» **DOCUMENT PASSAGE**
● ● ●

This proves the first statement of (iv). For the second statement, we note that \(dar^{-1}(B_1)=B\). Set \(R=\Delta ^{-1}(P)\). We compute

$$\begin{aligned} Darit(P)\cdot B_1= & {} -dar\bigl (arit(R)\cdot B\bigr )+dar\bigl ([R,B]\bigr )\\= & {} -u_1\cdots u_r \bigl (R(u_1,\ldots ,u_{r-1})-R(u_2,\ldots ,u_r)\bigr )\\&-u_1\cdots u_r\bigl (R(u_2,\ldots ,u_r)-R(u_1,\ldots ,u_{r-1})\bigr )\\= & {} 0. \end{aligned}$$

This concludes the proof of Lemma 3.1. \(\square \)

We consider by default that a is alternal and polynomial. Let \((ARI^a_{lu})^{pol,al}\) denote the Lie subalgebra of alternal polynomial moulds of \(ARI^a_{lu}\). Then \(ARI^{pol,al}_{lu}\) is a Lie ideal of \(ARI^a_{lu}\) and we have the Lie algebra isomorphism

$$\begin{aligned} L[C] \rtimes {{\mathbb {Q}}}a\simeq \mathrm{Lie}[a,b]\buildrel {ma}\over \longrightarrow \bigl (ARI^a_{lu}\bigr )^{pol,al} \simeq ARI^{pol,al}_{lu} \rtimes {{\mathbb {Q}}}a. \end{aligned}$$
(3.4)

● ● ●

» **SET OF TASKS**
• 1. According to the Lie algebra passage, what is assumed by default about a?
• 2. Render the sentence "This concludes the proof of Lemma 3.1." from the Lie algebra passage in French.
• 3. Echo the Lie algebra passage, starting with "This proves the" and going on through "Lemma 3.1. \(\square \)".
The lines that come next play no part in this.

» **SUPPLIED INFORMATION**
● ● ●

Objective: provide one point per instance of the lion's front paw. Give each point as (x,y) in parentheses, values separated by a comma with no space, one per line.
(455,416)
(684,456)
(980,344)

● ● ●

» **ANSWERS PROVIDED**
• 1. It is assumed to be alternal and polynomial.

• 2. Ceci conclut la démonstration du lemme 3.1.

• 3.
This proves the first statement of (iv). For the second statement, we note that \(dar^{-1}(B_1)=B\). Set \(R=\Delta ^{-1}(P)\). We compute

$$\begin{aligned} Darit(P)\cdot B_1= & {} -dar\bigl (arit(R)\cdot B\bigr )+dar\bigl ([R,B]\bigr )\\= & {} -u_1\cdots u_r \bigl (R(u_1,\ldots ,u_{r-1})-R(u_2,\ldots ,u_r)\bigr )\\&-u_1\cdots u_r\bigl (R(u_2,\ldots ,u_r)-R(u_1,\ldots ,u_{r-1})\bigr )\\= & {} 0. \end{aligned}$$

This concludes the proof of Lemma 3.1. \(\square \)